Pick out every line of the data below that contains the word "jacket", and copy each such line. Uppercase and lowercase letters count as different.
-- start of SUPPLIED MATERIAL --
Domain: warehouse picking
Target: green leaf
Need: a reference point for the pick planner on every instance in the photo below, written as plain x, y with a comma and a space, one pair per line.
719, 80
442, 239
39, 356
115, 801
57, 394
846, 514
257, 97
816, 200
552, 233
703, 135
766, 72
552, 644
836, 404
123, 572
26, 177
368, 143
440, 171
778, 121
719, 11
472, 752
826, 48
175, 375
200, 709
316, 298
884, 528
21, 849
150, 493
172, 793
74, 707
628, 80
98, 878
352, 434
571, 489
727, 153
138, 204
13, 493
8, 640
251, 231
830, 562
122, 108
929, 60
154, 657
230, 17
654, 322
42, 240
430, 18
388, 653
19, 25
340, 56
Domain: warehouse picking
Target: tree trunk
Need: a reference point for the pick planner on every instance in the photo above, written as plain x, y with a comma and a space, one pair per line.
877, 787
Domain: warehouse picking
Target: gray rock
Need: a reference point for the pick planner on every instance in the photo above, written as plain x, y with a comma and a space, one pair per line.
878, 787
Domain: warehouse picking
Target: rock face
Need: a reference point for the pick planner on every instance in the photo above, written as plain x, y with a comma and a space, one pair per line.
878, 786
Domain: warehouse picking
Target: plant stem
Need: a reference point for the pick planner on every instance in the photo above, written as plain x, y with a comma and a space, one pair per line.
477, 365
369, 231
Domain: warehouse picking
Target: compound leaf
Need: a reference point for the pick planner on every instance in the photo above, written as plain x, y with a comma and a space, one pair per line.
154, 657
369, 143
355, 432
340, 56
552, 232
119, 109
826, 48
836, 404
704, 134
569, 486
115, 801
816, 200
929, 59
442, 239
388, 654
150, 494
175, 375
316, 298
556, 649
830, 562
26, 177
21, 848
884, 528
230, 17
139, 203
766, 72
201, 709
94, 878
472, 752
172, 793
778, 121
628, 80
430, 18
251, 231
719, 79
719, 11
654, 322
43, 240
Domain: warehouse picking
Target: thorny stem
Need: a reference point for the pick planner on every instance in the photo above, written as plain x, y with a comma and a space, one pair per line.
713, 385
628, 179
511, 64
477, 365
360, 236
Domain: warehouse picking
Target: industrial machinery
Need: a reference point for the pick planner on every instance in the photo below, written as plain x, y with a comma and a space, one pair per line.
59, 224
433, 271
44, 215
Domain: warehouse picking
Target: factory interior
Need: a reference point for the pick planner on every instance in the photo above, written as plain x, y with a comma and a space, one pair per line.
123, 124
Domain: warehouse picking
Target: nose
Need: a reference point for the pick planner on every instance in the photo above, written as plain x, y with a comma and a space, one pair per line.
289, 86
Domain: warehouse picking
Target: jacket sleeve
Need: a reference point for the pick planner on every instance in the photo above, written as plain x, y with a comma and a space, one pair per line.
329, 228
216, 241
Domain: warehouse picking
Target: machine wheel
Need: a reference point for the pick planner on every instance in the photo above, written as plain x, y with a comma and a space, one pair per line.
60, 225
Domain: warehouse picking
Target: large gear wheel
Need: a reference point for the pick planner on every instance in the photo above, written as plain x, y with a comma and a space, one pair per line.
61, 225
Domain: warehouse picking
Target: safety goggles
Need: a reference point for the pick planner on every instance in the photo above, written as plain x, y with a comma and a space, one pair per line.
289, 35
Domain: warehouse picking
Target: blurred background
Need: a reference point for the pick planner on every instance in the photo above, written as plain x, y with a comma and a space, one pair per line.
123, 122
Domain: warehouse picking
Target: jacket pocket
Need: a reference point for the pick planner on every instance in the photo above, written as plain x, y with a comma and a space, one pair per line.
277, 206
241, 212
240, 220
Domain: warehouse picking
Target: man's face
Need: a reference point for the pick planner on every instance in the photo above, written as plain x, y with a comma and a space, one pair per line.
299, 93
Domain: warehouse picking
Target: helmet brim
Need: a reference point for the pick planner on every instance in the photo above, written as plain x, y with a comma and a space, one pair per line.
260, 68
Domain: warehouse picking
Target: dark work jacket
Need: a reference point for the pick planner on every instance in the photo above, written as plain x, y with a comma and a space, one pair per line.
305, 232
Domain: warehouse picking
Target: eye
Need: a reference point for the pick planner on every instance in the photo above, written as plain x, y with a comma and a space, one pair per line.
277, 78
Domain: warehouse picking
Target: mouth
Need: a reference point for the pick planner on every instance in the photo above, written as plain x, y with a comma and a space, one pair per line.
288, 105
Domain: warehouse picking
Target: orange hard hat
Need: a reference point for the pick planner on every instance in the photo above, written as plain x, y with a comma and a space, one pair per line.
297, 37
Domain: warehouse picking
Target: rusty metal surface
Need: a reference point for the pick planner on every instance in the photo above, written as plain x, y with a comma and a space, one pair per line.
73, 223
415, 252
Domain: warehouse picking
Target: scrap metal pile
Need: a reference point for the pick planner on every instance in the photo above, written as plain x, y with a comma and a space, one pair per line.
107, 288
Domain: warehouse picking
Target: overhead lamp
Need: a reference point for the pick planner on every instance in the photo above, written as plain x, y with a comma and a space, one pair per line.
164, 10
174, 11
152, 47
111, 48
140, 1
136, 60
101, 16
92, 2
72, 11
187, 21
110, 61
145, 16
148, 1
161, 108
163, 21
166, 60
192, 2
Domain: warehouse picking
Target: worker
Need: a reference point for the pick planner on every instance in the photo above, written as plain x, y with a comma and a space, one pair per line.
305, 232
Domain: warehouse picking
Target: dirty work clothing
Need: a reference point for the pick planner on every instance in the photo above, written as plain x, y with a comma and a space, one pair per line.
-- end of SUPPLIED MATERIAL --
FINISHED ANSWER
Target: jacket sleeve
Target: jacket pocket
Target: dark work jacket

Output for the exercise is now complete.